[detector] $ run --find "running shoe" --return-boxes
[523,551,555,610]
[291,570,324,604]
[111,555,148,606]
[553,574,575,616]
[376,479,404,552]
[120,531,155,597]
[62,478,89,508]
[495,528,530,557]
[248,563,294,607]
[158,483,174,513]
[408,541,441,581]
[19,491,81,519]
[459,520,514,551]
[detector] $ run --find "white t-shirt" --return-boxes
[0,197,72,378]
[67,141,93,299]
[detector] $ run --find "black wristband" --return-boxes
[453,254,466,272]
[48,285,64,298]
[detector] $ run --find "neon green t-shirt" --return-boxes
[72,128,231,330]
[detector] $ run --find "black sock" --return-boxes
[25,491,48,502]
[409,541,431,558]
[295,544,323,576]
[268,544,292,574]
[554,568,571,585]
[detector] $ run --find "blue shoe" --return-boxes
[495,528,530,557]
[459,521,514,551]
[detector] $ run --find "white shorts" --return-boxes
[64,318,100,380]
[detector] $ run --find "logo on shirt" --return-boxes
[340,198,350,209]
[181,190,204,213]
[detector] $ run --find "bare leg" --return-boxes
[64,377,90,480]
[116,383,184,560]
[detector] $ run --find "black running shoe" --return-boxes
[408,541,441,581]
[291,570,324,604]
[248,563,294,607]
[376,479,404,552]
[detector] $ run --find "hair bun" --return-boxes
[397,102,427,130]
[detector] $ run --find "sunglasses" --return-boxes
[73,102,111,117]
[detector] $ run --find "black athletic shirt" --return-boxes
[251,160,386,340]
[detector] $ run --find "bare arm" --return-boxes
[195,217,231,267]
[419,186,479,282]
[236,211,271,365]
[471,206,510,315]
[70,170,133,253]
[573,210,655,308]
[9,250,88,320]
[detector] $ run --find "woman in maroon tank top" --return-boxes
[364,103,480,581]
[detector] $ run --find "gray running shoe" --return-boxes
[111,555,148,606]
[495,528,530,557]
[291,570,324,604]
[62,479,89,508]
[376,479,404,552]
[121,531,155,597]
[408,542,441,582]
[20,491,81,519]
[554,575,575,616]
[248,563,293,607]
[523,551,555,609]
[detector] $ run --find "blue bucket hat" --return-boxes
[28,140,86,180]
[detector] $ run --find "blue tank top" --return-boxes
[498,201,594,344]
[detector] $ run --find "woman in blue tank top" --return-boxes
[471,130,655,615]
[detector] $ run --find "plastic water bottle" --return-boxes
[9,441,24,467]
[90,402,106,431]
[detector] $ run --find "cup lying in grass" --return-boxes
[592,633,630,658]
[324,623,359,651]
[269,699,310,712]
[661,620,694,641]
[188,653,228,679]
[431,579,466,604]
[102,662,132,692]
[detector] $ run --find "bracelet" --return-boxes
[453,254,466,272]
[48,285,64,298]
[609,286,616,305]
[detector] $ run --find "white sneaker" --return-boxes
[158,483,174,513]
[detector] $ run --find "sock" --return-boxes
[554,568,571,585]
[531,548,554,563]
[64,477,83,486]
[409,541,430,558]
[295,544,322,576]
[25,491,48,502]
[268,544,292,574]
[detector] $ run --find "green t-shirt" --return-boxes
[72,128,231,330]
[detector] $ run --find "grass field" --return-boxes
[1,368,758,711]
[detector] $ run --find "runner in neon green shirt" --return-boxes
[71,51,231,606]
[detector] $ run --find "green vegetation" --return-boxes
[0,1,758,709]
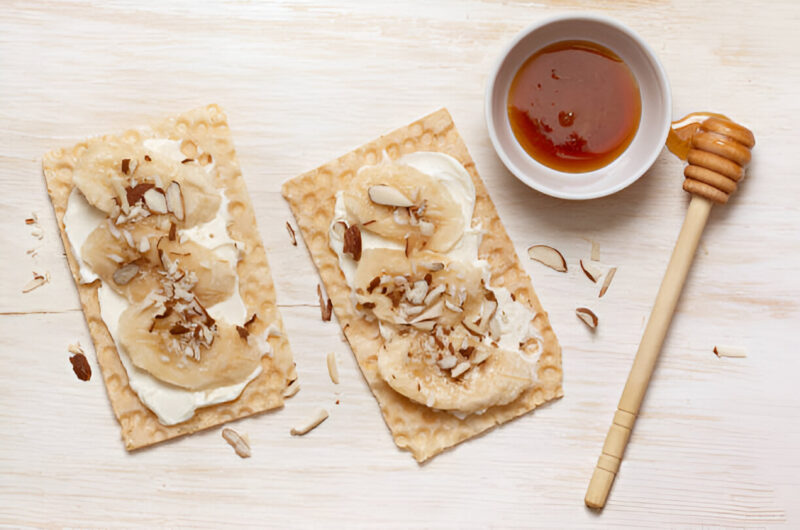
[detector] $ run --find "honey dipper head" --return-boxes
[682,117,755,204]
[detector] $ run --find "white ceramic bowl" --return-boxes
[485,14,671,200]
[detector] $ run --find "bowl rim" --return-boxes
[484,12,672,200]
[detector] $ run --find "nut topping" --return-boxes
[575,307,599,329]
[112,263,139,285]
[528,244,567,272]
[165,182,185,221]
[143,188,168,214]
[343,224,362,261]
[368,184,415,207]
[221,427,251,458]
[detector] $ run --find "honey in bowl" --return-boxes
[507,40,642,173]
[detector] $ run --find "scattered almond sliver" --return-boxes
[579,259,604,283]
[290,408,329,436]
[221,427,251,458]
[327,352,339,384]
[317,284,333,321]
[575,307,598,329]
[527,244,567,272]
[591,240,600,261]
[598,267,617,298]
[283,378,300,398]
[22,270,50,293]
[713,345,747,358]
[285,221,297,246]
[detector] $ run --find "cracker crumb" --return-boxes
[290,408,329,436]
[327,352,339,384]
[221,427,251,458]
[713,345,747,358]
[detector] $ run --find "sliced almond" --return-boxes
[410,299,445,323]
[22,271,50,293]
[285,222,297,246]
[598,267,617,298]
[326,352,339,384]
[368,185,414,207]
[332,221,347,239]
[143,188,168,214]
[419,220,435,236]
[451,361,471,378]
[221,427,251,458]
[343,224,362,261]
[317,284,333,321]
[290,408,329,436]
[283,378,300,398]
[713,345,747,358]
[165,182,184,220]
[591,240,600,261]
[576,307,598,329]
[112,263,139,285]
[528,245,567,272]
[580,259,604,283]
[419,261,444,272]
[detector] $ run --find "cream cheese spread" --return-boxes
[329,151,542,371]
[62,138,263,425]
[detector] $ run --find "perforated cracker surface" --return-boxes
[43,104,296,450]
[282,108,562,461]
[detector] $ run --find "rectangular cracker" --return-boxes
[43,104,296,450]
[282,108,562,461]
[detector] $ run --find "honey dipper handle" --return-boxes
[585,195,713,509]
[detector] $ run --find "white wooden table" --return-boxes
[2,1,798,527]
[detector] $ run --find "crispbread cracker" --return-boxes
[282,108,562,461]
[43,104,296,450]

Task brief = The data is to be printed again exactly, but without its pictures.

Completed task =
[detector] $ run --find "running shoe" --return-boxes
[523,551,555,610]
[291,570,324,604]
[111,555,148,606]
[553,574,575,616]
[376,479,404,552]
[120,531,155,597]
[62,478,89,508]
[495,528,530,557]
[248,563,294,607]
[158,483,174,513]
[408,541,441,581]
[19,491,81,519]
[459,520,514,551]
[detector] $ run --find "white t-shirt" --return-boxes
[0,197,72,378]
[67,141,93,299]
[detector] $ run --find "black wristband" --return-boxes
[453,254,466,272]
[48,285,64,298]
[detector] $ run --find "neon green t-shirt" --return-boxes
[72,128,231,330]
[detector] $ run --find "black sock" --return-boxes
[25,491,48,502]
[409,541,431,558]
[295,544,323,576]
[268,544,292,574]
[554,568,571,585]
[detector] $ run --find "blue shoe" --return-boxes
[495,528,530,557]
[459,521,514,551]
[detector] $ run --find "white shorts" --return-boxes
[64,318,100,380]
[detector] $ run --find "logo on shirt" --return-boxes
[340,198,350,209]
[181,190,204,213]
[detector] $ run --find "bare leg" --return-boxes
[64,377,90,480]
[116,383,184,560]
[detector] $ run --find "black running shoe" --return-boxes
[408,541,441,581]
[291,570,324,604]
[248,563,294,607]
[376,479,404,552]
[detector] $ run --find "hair bun" --return-boxes
[397,102,427,130]
[detector] $ run --find "sunglasses" --return-boxes
[73,102,111,117]
[detector] $ run --find "black athletic shirt" --return-boxes
[251,160,386,340]
[detector] $ run --find "bare arm" --return-boxes
[195,217,231,267]
[419,186,479,282]
[236,211,271,365]
[471,206,510,315]
[70,170,133,253]
[573,210,655,308]
[9,250,88,320]
[detector] $ run --find "woman in maroon tank top" --return-boxes
[364,103,480,581]
[detector] $ run --find "gray running shoe" --return-boxes
[111,555,148,606]
[495,528,530,557]
[291,570,324,604]
[62,479,89,508]
[376,479,404,552]
[121,531,155,597]
[408,542,441,582]
[20,491,81,519]
[554,575,575,616]
[248,563,293,607]
[523,551,555,609]
[detector] $ run --find "blue bucket hat" --return-boxes
[28,140,86,180]
[detector] $ run --find "blue tank top" --return-boxes
[498,201,594,344]
[detector] $ run --find "woman in blue tank top" --return-boxes
[471,130,655,615]
[detector] $ run --find "plastic water bottle" --return-boxes
[9,441,24,467]
[90,402,106,431]
[detector] $ run --find "cup lying in grass" --return-boxes
[592,633,630,658]
[324,623,359,651]
[269,699,310,712]
[661,620,694,641]
[188,653,228,679]
[431,579,466,604]
[102,662,132,692]
[detector] $ run --find "bracelet" --return-boxes
[453,254,466,272]
[48,285,64,298]
[609,286,616,305]
[detector] $ run --find "white sneaker" --return-boxes
[158,483,174,513]
[detector] $ run --find "sock" --return-boxes
[554,568,571,585]
[531,548,554,563]
[64,477,83,486]
[409,541,430,558]
[295,544,322,576]
[25,491,48,502]
[268,544,292,574]
[detector] $ run --find "green t-shirt" --return-boxes
[72,128,231,330]
[detector] $ run --find "grass field" --return-boxes
[1,368,758,711]
[detector] $ run --find "runner in neon green shirt" --return-boxes
[71,51,231,606]
[detector] $ run --find "green vegetation" --return-boxes
[0,1,758,709]
[detector] $ run --find "honey dipper head" --return-boxes
[682,117,755,204]
[detector] $ run --find "white ceramic bowl" --return-boxes
[485,14,671,200]
[detector] $ run --find "bowl rim" --return-boxes
[484,12,672,200]
[detector] $ run --find "nut topping" --return-boxes
[575,307,599,329]
[112,263,139,285]
[528,244,567,272]
[165,182,185,221]
[143,188,168,214]
[343,224,362,261]
[368,184,415,207]
[221,427,251,458]
[detector] $ run --find "honey in bowl" --return-boxes
[507,40,642,173]
[detector] $ run --find "scattered almond sliver" --return-boxes
[579,259,604,283]
[290,408,329,436]
[221,427,251,458]
[327,352,339,384]
[317,284,333,321]
[575,307,598,329]
[527,244,567,272]
[591,240,600,261]
[598,267,617,298]
[283,378,300,398]
[22,270,50,293]
[713,345,747,358]
[285,221,297,246]
[detector] $ run --find "cracker crumb" --return-boxes
[290,408,329,436]
[327,352,339,384]
[221,427,251,458]
[713,345,747,358]
[detector] $ run --find "sliced almond" --return-boxes
[410,299,445,323]
[22,271,50,293]
[285,222,297,246]
[598,267,617,298]
[326,352,339,384]
[368,185,414,207]
[332,221,347,239]
[143,188,168,214]
[419,220,435,236]
[451,361,471,378]
[221,427,251,458]
[343,224,362,261]
[317,284,333,321]
[290,408,329,436]
[283,378,300,398]
[713,345,747,358]
[165,182,184,220]
[591,240,600,261]
[576,307,598,329]
[112,263,139,285]
[528,245,567,272]
[580,259,604,283]
[419,261,444,272]
[detector] $ run --find "cream cheese spread" --return-boxes
[329,151,542,371]
[62,138,263,425]
[detector] $ run --find "perforated cracker surface" --return-boxes
[43,104,296,450]
[282,108,562,461]
[detector] $ run --find "rectangular cracker" --return-boxes
[43,104,296,450]
[282,108,562,461]
[detector] $ run --find "honey dipper handle" --return-boxes
[585,195,713,509]
[detector] $ run --find "white wooden table" --return-boxes
[2,1,798,527]
[detector] $ run --find "crispbread cracker" --return-boxes
[282,108,562,461]
[43,104,296,450]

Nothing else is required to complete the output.